Challenge: In the records below, starting with the line that contains "What part of this image shows the red" and going on through the end of the records, substitute "asphalt road" for "paved road". Rewrite only those lines and leave everything else unchanged.

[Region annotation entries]

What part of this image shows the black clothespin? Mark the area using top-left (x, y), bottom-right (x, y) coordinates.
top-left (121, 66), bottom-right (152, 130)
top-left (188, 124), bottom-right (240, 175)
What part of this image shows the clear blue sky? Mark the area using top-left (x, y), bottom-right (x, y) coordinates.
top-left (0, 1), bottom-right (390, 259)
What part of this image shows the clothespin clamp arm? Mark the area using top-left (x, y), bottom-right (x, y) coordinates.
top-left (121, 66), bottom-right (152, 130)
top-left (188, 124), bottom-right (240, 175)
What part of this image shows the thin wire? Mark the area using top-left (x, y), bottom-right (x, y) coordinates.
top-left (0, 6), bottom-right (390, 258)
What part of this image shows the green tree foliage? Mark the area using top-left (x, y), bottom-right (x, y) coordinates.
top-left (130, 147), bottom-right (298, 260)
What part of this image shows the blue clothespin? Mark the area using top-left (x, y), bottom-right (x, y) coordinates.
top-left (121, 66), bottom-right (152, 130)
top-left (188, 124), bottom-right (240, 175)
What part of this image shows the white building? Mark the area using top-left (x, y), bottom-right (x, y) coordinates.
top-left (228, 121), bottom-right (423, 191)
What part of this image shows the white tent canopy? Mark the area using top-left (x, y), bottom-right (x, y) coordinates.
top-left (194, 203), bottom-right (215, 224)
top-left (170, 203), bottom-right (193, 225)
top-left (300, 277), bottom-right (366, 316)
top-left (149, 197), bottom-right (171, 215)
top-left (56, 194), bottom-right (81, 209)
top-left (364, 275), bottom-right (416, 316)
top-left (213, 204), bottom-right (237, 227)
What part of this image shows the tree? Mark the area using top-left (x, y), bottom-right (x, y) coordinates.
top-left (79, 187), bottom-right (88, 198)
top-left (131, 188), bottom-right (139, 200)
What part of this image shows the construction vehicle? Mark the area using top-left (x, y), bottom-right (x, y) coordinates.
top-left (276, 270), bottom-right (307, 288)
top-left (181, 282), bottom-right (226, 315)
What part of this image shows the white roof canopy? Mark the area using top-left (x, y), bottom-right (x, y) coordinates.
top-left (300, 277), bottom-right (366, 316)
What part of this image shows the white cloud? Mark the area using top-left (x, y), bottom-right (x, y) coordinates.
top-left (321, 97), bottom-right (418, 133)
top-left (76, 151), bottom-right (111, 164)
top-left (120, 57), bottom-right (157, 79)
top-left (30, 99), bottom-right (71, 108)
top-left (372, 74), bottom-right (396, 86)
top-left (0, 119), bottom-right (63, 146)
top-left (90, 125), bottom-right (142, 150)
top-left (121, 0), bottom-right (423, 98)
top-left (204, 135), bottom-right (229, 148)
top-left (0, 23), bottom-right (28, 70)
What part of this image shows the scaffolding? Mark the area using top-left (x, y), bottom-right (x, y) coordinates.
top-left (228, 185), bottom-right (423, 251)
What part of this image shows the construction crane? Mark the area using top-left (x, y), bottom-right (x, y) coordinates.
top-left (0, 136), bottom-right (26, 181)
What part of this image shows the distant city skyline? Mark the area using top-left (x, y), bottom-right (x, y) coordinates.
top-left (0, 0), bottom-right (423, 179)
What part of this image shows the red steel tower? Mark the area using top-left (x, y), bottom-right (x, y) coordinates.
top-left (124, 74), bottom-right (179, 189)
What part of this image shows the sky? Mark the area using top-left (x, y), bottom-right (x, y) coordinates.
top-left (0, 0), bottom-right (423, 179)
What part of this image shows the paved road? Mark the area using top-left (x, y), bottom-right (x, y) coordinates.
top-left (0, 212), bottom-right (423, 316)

Response:
What part of this image shows the red steel tower? Mark the area using top-left (x, y), bottom-right (x, y) coordinates.
top-left (124, 74), bottom-right (179, 189)
What part of this image shows the sky? Mark the area using top-left (x, y), bottom-right (x, y) coordinates.
top-left (0, 0), bottom-right (423, 179)
What part of this image shows the asphalt road? Mark the area using top-left (x, y), bottom-right (x, y) coordinates.
top-left (0, 212), bottom-right (423, 316)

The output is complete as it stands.